=== Begin Enclosure ===

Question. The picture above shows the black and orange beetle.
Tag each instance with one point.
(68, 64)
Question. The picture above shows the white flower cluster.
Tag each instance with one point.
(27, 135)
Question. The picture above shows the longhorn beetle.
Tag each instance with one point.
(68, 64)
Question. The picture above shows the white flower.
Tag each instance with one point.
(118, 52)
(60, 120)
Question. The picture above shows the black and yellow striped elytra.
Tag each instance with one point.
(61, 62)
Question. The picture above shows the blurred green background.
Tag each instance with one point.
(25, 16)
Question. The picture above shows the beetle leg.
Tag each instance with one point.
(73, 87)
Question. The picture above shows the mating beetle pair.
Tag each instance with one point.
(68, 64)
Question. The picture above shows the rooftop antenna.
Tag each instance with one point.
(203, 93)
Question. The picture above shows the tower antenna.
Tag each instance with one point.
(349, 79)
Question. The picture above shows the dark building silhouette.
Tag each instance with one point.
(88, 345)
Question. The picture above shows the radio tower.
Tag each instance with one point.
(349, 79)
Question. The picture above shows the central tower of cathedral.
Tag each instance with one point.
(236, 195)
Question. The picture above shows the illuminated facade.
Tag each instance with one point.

=== End Enclosure ===

*YOUR TASK*:
Search the data for the string "white" and copy out every line where it is found.

*ANSWER BELOW*:
Question. The picture above shows the white flower cluster.
Question. The picture above shows the white flower.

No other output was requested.